_PROBLEM TO WORK ON_:
Would you set down all of the entries below exactly as they stand?

_DATA FOR THE TASK_:
══════

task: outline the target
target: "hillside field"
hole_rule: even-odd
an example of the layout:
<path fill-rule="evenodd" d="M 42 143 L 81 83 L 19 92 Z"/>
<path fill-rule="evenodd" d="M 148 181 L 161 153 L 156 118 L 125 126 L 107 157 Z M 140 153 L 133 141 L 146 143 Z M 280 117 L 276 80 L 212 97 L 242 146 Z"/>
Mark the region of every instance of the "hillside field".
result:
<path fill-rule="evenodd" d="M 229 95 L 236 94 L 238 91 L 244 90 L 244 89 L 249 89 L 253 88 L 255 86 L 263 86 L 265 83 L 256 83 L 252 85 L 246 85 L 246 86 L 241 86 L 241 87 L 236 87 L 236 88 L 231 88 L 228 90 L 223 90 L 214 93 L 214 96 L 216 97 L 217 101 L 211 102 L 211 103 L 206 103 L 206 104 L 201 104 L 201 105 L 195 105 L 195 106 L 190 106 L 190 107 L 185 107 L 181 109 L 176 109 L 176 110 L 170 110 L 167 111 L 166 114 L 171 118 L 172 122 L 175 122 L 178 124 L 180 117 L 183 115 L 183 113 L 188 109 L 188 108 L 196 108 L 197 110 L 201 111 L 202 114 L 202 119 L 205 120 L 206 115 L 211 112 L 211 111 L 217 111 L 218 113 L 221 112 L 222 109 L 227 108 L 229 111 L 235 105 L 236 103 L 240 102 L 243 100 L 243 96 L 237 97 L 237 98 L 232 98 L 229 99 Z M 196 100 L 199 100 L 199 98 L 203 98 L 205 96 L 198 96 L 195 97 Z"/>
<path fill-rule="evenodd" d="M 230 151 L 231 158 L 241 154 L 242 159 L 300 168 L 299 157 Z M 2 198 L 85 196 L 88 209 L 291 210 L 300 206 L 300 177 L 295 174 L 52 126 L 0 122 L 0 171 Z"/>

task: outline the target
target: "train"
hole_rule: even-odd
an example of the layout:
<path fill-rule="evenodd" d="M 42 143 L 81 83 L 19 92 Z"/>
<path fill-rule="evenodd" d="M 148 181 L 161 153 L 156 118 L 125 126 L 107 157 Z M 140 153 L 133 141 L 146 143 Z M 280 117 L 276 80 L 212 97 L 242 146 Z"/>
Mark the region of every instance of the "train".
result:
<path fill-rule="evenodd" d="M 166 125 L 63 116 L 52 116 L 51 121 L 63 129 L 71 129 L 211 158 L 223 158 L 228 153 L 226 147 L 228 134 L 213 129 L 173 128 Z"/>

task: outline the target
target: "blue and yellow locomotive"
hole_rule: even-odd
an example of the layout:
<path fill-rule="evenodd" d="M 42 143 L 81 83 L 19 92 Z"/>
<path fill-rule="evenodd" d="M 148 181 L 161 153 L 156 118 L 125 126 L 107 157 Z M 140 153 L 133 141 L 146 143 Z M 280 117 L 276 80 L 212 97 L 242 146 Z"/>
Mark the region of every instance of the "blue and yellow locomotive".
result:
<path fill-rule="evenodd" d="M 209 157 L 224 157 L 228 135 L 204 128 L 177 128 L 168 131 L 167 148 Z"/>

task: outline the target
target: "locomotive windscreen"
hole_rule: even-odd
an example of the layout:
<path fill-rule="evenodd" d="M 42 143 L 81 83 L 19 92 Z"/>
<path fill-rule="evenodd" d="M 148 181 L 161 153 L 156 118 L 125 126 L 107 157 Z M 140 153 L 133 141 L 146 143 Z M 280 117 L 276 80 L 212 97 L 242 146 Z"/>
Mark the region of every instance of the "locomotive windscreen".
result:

══════

_EXERCISE SOLUTION_:
task: outline the target
target: "hillside field"
hole_rule: even-odd
an example of the layout:
<path fill-rule="evenodd" d="M 42 143 L 81 83 L 19 92 Z"/>
<path fill-rule="evenodd" d="M 148 181 L 161 153 L 156 118 L 125 126 L 107 157 Z M 140 153 L 133 141 L 146 143 Z M 280 117 L 276 80 L 212 97 L 242 146 Z"/>
Mark the region of every instance of the "hillside field".
result:
<path fill-rule="evenodd" d="M 229 95 L 236 94 L 238 91 L 244 90 L 244 89 L 249 89 L 253 88 L 255 86 L 263 86 L 265 83 L 256 83 L 252 85 L 246 85 L 246 86 L 241 86 L 241 87 L 236 87 L 236 88 L 231 88 L 228 90 L 223 90 L 214 93 L 214 96 L 216 97 L 217 101 L 211 102 L 211 103 L 206 103 L 206 104 L 201 104 L 201 105 L 195 105 L 195 106 L 190 106 L 190 107 L 185 107 L 181 109 L 176 109 L 176 110 L 170 110 L 167 111 L 166 114 L 171 118 L 172 122 L 175 122 L 178 124 L 180 117 L 183 115 L 183 113 L 188 109 L 188 108 L 196 108 L 197 110 L 201 111 L 202 114 L 202 119 L 205 120 L 206 115 L 211 112 L 211 111 L 217 111 L 218 113 L 221 112 L 222 109 L 227 108 L 229 111 L 235 105 L 236 103 L 240 102 L 243 100 L 243 96 L 237 97 L 237 98 L 232 98 L 229 99 Z M 196 100 L 199 100 L 199 98 L 203 98 L 205 96 L 198 96 L 195 97 Z"/>
<path fill-rule="evenodd" d="M 230 151 L 231 158 L 241 154 L 242 159 L 300 168 L 299 157 Z M 2 198 L 85 196 L 88 209 L 291 210 L 300 206 L 300 177 L 295 174 L 52 126 L 0 122 L 0 171 Z"/>

task: outline the target
target: "train"
hole_rule: even-odd
an example of the layout:
<path fill-rule="evenodd" d="M 42 143 L 81 83 L 19 92 Z"/>
<path fill-rule="evenodd" d="M 148 181 L 161 153 L 156 118 L 125 126 L 107 157 Z M 140 153 L 133 141 L 146 143 Z M 280 117 L 276 80 L 212 97 L 242 146 Z"/>
Mark the region of every instance of the "train".
result:
<path fill-rule="evenodd" d="M 166 125 L 63 116 L 52 116 L 51 121 L 63 129 L 71 129 L 211 158 L 223 158 L 228 153 L 226 147 L 228 134 L 213 129 L 173 128 Z"/>

task: outline the target
target: "blue and yellow locomotive"
hole_rule: even-odd
an example of the layout:
<path fill-rule="evenodd" d="M 42 143 L 81 83 L 19 92 Z"/>
<path fill-rule="evenodd" d="M 148 181 L 161 153 L 156 118 L 125 126 L 107 157 Z M 140 153 L 133 141 L 146 143 Z M 280 117 L 276 80 L 212 97 L 242 146 Z"/>
Mark the region of every instance of the "blue and yellow locomotive".
result:
<path fill-rule="evenodd" d="M 209 157 L 224 157 L 228 135 L 204 128 L 177 128 L 168 131 L 167 148 Z"/>

task: outline the target
target: "locomotive windscreen"
hole_rule: even-odd
an example of the layout:
<path fill-rule="evenodd" d="M 42 143 L 81 83 L 19 92 Z"/>
<path fill-rule="evenodd" d="M 148 181 L 161 153 L 156 118 L 125 126 L 107 157 Z M 140 153 L 133 141 L 146 143 Z M 280 117 L 276 80 L 212 97 L 242 146 Z"/>
Mark the region of every instance of the "locomotive windscreen".
result:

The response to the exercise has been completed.